* _MATERIAL PROVIDED_
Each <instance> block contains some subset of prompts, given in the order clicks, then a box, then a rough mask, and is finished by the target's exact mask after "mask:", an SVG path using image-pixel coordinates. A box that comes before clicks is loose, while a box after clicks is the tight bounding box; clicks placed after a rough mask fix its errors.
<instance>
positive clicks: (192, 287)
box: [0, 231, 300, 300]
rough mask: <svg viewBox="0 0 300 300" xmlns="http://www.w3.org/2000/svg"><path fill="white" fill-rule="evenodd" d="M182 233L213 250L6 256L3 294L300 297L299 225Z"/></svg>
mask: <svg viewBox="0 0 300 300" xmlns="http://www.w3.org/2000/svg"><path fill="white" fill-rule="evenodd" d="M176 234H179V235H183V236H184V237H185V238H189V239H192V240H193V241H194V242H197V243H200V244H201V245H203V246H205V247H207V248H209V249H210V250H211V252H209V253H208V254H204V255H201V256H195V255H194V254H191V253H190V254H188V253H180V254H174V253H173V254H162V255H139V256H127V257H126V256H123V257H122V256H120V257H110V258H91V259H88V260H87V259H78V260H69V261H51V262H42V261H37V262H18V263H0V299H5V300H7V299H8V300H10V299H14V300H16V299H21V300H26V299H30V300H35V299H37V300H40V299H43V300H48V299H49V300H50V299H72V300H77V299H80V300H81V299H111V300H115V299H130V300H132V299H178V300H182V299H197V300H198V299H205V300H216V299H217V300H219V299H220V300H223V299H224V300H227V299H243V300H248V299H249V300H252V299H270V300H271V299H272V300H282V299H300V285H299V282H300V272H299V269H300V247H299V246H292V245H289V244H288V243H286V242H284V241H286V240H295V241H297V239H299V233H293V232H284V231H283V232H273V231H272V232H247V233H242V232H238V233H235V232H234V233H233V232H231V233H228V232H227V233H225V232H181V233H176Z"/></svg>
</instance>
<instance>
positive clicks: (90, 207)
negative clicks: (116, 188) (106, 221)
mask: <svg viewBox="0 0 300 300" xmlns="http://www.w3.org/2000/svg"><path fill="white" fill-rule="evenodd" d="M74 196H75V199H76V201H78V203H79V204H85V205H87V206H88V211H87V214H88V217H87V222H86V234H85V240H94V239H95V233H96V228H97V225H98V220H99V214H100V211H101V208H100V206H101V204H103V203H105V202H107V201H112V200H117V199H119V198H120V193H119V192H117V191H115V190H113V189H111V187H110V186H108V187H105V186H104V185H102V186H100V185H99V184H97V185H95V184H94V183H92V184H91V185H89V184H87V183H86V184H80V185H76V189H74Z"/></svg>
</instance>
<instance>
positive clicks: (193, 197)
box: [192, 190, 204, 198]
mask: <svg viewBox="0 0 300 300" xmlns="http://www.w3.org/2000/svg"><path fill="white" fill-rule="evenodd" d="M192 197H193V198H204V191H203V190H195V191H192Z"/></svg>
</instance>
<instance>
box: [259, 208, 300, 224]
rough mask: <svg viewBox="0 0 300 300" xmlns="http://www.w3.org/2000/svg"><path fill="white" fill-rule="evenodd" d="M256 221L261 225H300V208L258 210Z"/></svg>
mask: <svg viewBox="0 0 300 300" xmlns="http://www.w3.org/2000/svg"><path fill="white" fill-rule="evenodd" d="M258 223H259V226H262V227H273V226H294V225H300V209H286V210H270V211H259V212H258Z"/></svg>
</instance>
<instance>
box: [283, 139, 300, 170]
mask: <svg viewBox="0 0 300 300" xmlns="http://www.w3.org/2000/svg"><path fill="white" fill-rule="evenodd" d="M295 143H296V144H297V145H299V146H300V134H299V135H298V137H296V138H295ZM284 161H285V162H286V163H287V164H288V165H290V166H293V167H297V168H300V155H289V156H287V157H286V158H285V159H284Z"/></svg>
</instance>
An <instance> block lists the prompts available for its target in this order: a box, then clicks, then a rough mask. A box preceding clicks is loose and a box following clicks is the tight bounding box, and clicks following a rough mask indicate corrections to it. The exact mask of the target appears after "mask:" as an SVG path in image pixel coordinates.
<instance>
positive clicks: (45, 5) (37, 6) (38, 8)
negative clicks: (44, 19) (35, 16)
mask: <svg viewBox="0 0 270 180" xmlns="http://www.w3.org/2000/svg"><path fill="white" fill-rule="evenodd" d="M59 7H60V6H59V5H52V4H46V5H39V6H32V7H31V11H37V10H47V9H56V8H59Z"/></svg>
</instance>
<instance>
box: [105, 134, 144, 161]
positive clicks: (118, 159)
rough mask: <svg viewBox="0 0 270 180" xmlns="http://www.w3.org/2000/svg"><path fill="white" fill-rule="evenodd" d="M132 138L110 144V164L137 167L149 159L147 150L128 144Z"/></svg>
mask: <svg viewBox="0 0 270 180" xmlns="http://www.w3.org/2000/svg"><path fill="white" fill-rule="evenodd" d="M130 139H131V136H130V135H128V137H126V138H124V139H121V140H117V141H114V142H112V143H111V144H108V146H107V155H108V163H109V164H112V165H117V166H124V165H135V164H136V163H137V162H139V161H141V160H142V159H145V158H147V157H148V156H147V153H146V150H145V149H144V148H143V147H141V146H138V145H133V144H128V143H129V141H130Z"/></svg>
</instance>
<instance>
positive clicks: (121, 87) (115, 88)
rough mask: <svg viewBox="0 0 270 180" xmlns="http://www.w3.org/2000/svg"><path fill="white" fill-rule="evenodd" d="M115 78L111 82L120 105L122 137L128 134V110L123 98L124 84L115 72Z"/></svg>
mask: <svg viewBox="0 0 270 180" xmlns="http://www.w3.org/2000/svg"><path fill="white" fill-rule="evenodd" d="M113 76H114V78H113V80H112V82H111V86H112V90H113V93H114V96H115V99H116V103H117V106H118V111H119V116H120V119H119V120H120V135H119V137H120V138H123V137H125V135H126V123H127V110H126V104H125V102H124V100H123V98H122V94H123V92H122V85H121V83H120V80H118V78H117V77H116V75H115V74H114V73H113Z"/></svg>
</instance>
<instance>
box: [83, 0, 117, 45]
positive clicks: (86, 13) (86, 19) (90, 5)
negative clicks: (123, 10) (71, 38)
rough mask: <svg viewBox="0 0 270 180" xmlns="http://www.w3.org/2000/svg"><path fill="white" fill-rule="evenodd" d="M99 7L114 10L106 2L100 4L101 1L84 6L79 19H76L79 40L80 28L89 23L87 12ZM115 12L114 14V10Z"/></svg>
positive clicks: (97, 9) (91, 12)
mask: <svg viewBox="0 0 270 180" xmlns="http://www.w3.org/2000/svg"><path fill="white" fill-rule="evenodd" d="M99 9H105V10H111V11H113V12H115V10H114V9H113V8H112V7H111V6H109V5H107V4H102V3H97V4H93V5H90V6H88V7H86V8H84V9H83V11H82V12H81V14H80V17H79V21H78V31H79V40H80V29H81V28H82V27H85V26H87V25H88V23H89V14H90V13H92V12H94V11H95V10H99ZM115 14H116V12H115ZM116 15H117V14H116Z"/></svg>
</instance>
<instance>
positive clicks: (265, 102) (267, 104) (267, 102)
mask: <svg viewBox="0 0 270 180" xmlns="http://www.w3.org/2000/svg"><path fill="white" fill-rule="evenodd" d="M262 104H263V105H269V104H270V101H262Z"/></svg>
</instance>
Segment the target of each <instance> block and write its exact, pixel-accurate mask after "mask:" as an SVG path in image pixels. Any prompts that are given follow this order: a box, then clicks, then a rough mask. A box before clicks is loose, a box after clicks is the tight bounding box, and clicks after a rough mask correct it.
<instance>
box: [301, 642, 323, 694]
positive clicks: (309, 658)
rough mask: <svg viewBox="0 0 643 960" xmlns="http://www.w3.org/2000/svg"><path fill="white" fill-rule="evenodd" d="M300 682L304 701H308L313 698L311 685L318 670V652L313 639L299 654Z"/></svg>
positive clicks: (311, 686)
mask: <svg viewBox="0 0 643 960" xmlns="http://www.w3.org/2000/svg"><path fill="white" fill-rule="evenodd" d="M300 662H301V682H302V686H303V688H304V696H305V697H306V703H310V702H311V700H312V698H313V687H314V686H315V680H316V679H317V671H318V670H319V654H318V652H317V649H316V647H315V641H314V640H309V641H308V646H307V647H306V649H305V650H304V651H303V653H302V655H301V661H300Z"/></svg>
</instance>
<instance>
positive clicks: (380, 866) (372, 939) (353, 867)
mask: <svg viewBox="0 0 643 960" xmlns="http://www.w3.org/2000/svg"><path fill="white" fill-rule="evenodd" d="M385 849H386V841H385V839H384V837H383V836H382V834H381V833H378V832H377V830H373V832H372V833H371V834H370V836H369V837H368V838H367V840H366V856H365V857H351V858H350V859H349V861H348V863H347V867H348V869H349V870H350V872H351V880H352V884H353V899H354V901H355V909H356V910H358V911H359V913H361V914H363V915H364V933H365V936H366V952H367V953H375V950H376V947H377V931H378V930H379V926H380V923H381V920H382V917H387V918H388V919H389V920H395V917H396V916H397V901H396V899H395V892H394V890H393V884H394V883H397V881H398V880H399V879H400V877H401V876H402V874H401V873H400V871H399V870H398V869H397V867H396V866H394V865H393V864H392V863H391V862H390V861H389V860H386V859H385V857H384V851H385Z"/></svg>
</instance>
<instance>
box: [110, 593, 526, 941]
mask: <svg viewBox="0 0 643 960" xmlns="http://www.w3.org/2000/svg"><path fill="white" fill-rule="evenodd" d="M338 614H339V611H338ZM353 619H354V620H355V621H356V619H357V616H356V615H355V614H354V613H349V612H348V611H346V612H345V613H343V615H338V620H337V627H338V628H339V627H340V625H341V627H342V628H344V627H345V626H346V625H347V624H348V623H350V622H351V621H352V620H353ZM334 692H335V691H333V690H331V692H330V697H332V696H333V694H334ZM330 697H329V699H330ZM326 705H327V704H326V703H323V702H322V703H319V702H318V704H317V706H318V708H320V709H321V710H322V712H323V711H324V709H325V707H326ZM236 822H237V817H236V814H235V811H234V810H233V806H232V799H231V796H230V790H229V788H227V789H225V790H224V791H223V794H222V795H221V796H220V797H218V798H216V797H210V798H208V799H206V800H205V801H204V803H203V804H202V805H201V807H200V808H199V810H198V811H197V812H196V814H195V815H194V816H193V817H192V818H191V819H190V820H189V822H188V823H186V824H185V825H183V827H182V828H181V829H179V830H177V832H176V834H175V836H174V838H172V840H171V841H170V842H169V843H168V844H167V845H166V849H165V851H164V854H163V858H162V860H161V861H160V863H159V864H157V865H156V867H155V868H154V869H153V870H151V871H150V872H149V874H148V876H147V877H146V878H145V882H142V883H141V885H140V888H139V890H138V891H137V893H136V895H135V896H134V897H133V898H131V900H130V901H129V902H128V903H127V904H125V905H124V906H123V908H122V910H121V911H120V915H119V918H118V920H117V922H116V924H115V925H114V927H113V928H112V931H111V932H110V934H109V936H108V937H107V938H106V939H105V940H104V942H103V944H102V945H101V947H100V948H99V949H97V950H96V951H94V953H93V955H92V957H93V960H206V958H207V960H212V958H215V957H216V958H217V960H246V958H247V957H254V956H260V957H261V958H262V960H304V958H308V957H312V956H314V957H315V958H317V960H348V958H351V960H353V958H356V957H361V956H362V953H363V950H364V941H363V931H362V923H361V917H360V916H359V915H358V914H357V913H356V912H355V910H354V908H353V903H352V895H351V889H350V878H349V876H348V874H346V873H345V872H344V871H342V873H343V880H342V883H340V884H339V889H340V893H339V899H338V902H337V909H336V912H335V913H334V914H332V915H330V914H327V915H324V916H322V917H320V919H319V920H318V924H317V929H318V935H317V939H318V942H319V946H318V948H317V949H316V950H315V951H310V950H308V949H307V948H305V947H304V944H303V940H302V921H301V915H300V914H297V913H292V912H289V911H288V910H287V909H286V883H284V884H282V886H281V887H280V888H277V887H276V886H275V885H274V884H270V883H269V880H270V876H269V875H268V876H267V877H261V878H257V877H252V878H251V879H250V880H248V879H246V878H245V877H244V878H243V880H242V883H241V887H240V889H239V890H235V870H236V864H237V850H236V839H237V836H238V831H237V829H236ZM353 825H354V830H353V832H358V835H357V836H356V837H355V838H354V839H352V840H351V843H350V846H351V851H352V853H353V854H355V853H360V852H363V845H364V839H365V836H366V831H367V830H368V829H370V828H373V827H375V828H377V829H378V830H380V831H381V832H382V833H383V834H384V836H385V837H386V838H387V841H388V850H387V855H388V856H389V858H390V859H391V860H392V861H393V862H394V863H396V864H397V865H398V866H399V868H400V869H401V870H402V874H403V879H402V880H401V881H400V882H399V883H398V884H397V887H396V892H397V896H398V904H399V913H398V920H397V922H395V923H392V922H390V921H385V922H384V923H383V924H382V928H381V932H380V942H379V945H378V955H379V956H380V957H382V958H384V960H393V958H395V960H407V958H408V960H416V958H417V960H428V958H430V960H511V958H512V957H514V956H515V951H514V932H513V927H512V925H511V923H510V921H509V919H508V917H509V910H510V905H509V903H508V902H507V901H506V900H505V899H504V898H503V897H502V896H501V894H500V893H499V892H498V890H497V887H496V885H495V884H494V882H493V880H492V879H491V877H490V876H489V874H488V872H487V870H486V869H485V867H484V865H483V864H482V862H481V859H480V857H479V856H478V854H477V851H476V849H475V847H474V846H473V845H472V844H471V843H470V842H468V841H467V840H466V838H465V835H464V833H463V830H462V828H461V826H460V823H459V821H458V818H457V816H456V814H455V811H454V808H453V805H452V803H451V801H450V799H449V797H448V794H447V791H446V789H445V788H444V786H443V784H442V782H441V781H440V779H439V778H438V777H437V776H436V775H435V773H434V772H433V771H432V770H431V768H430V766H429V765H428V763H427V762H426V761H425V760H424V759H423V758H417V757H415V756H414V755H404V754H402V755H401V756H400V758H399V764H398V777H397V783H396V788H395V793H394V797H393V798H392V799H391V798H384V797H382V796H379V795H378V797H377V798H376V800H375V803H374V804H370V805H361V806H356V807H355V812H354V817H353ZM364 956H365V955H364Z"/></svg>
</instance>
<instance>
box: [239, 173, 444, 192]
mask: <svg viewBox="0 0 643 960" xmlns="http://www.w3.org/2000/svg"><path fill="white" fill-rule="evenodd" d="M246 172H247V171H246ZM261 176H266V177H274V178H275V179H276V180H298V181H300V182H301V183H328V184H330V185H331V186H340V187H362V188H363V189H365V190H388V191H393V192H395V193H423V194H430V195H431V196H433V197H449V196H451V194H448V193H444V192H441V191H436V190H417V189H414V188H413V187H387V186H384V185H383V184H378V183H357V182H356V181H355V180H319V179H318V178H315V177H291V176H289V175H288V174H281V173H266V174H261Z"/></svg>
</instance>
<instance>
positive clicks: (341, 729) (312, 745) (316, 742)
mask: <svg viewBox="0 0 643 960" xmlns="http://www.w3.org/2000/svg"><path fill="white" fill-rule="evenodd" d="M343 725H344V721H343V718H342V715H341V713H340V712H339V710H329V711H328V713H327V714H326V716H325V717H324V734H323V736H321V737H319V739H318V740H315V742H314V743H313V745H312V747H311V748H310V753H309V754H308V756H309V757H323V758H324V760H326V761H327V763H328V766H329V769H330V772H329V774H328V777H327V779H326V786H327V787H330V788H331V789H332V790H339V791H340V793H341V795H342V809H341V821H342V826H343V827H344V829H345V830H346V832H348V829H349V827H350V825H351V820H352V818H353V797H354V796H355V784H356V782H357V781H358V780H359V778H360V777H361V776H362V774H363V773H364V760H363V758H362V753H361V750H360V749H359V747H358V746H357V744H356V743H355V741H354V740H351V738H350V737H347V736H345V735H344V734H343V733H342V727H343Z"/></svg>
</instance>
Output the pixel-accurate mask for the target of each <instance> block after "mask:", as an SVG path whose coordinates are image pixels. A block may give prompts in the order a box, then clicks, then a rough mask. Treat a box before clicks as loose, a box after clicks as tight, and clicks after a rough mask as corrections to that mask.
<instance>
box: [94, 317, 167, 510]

* _TASK GOAL_
Copy the lines word for word, beginning with the first line and ending after the line that contains "box: [0, 231, 300, 300]".

* _YOUR SOLUTION_
Each <instance> block contains some subset of prompts, given in the order clicks, then a box, then a rough mask, and is finished by the target's exact mask after "mask:", an SVG path using image-pixel coordinates. A box that comes before clicks is loose, while a box after clicks is the tight bounding box; clicks placed after a rough mask fix its errors.
<instance>
positive clicks: (192, 287)
box: [0, 231, 300, 300]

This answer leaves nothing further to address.